- _Problem statement_: Copy out all of the material below word for word, leaving the pictures out.

- _Source records_:
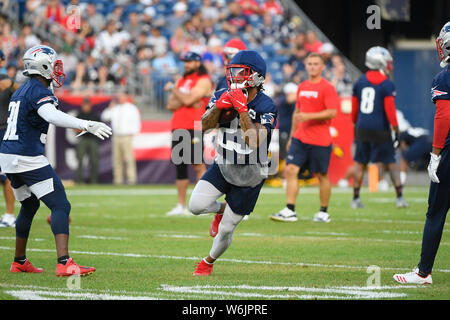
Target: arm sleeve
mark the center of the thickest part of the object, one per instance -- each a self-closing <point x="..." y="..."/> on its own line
<point x="355" y="109"/>
<point x="49" y="113"/>
<point x="389" y="109"/>
<point x="441" y="123"/>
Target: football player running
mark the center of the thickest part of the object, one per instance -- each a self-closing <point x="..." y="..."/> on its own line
<point x="241" y="165"/>
<point x="373" y="113"/>
<point x="33" y="106"/>
<point x="438" y="169"/>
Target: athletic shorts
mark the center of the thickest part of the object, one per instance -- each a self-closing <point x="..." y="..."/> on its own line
<point x="374" y="152"/>
<point x="308" y="156"/>
<point x="40" y="182"/>
<point x="242" y="200"/>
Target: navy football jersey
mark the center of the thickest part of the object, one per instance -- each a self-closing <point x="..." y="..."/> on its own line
<point x="261" y="110"/>
<point x="371" y="115"/>
<point x="440" y="90"/>
<point x="372" y="124"/>
<point x="26" y="131"/>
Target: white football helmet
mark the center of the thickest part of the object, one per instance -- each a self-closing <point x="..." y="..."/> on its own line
<point x="443" y="45"/>
<point x="42" y="60"/>
<point x="379" y="58"/>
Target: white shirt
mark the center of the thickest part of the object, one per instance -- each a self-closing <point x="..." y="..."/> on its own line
<point x="125" y="119"/>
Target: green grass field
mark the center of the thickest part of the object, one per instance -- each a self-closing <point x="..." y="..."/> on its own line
<point x="140" y="253"/>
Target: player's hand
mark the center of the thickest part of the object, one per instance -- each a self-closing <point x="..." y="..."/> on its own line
<point x="224" y="101"/>
<point x="239" y="100"/>
<point x="432" y="167"/>
<point x="98" y="129"/>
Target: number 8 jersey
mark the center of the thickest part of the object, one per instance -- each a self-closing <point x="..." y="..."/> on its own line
<point x="373" y="108"/>
<point x="26" y="131"/>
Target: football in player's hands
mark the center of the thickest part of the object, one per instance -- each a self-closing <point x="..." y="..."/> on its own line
<point x="227" y="115"/>
<point x="98" y="129"/>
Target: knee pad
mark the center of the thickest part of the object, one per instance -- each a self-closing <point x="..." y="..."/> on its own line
<point x="181" y="171"/>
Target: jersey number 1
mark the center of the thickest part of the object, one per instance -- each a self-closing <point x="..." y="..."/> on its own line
<point x="10" y="133"/>
<point x="367" y="100"/>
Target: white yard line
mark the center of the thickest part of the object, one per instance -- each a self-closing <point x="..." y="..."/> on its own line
<point x="153" y="256"/>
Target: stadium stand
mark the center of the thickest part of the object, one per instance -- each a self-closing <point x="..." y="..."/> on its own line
<point x="137" y="44"/>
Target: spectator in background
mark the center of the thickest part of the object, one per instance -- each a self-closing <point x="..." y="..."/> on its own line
<point x="236" y="21"/>
<point x="107" y="41"/>
<point x="95" y="19"/>
<point x="249" y="7"/>
<point x="312" y="44"/>
<point x="179" y="16"/>
<point x="209" y="12"/>
<point x="188" y="100"/>
<point x="87" y="145"/>
<point x="273" y="7"/>
<point x="2" y="62"/>
<point x="126" y="122"/>
<point x="157" y="41"/>
<point x="178" y="42"/>
<point x="133" y="27"/>
<point x="340" y="78"/>
<point x="212" y="58"/>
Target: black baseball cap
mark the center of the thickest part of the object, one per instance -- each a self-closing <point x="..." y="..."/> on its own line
<point x="191" y="56"/>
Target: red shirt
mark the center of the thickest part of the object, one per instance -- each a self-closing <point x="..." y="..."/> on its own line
<point x="315" y="97"/>
<point x="184" y="117"/>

- _Result of this exercise_:
Target: arm sleeve
mark the center of the thickest part of the object, one per instance -- each a self-closing <point x="..." y="..."/> on its own line
<point x="355" y="109"/>
<point x="49" y="113"/>
<point x="389" y="109"/>
<point x="441" y="123"/>
Target: football player running
mark the center of the thickest part of the object, one per instance -- each a self-closing <point x="..." y="..."/> on its own line
<point x="241" y="165"/>
<point x="373" y="113"/>
<point x="33" y="106"/>
<point x="438" y="169"/>
Target: athletic shorts
mark the center of the thickest part of the object, one per instance -- each a self-closing <point x="..." y="..."/> on its own line
<point x="374" y="152"/>
<point x="308" y="156"/>
<point x="40" y="182"/>
<point x="242" y="200"/>
Target: navy football jersey
mark the center of the thickest part of the object, one per instance -- each a self-closing <point x="..." y="..."/> on its own line
<point x="261" y="110"/>
<point x="371" y="115"/>
<point x="440" y="90"/>
<point x="372" y="124"/>
<point x="26" y="131"/>
Target: white football helmet
mark the center of the thickest part of the object, one per instance -- each a self-closing <point x="..." y="..."/> on its own line
<point x="443" y="45"/>
<point x="42" y="60"/>
<point x="379" y="58"/>
Target: white shirt
mark the center of the thickest part of the object, one per instance -- each a self-closing <point x="..." y="..."/> on its own line
<point x="125" y="119"/>
Target: green grass field
mark the center of the thickest part of the object, one per instance -- each a self-closing <point x="..." y="..."/> on its own line
<point x="140" y="253"/>
Target: player's hand
mark the center of the thickest part of the object, one per instance -- each a self-closing <point x="..." y="..."/> on its own line
<point x="224" y="101"/>
<point x="239" y="100"/>
<point x="432" y="167"/>
<point x="98" y="129"/>
Target: number 8 jersey
mark the center of the thickest part of the object, one per instance -- each a self-closing <point x="..." y="..."/> on its own line
<point x="373" y="108"/>
<point x="26" y="131"/>
Target: football in player's hands
mark the center of the thickest part of the object, one per instance -- each a self-closing <point x="..." y="..."/> on its own line
<point x="227" y="115"/>
<point x="98" y="129"/>
Target: knee pad
mark the center of the thickest part of the object, one per instance -- each a self-closing <point x="..." y="..."/> on its own line
<point x="181" y="171"/>
Target: jersey number 1
mark the center of the thickest part of the object, one per instance -- each a self-closing <point x="..." y="..."/> on its own line
<point x="10" y="133"/>
<point x="367" y="100"/>
Target: white yard line
mark the center of the thickest part of the object, one per instance -- each a self-closing <point x="..." y="..."/> on its own line
<point x="153" y="256"/>
Target: stadium stand
mark the center of the thickest part of the object, one per instance -- each a self-closing <point x="..." y="..."/> on its own line
<point x="137" y="44"/>
Target: spectator in background
mark the center of the thickest part of the object, one per instance -- each a self-closing <point x="..." y="..."/> on its own line
<point x="236" y="21"/>
<point x="107" y="41"/>
<point x="95" y="19"/>
<point x="249" y="7"/>
<point x="312" y="44"/>
<point x="179" y="16"/>
<point x="209" y="12"/>
<point x="188" y="100"/>
<point x="87" y="145"/>
<point x="273" y="7"/>
<point x="2" y="62"/>
<point x="126" y="122"/>
<point x="157" y="41"/>
<point x="178" y="42"/>
<point x="133" y="27"/>
<point x="340" y="78"/>
<point x="212" y="58"/>
Target: black baseball cap
mark the center of the thickest part of the object, one per instance -- each a self-closing <point x="..." y="..."/> on its own line
<point x="191" y="56"/>
Target: red shirt
mark the center of the thickest part of the object, one per instance -- each a self-closing <point x="..." y="..."/> on its own line
<point x="315" y="97"/>
<point x="184" y="117"/>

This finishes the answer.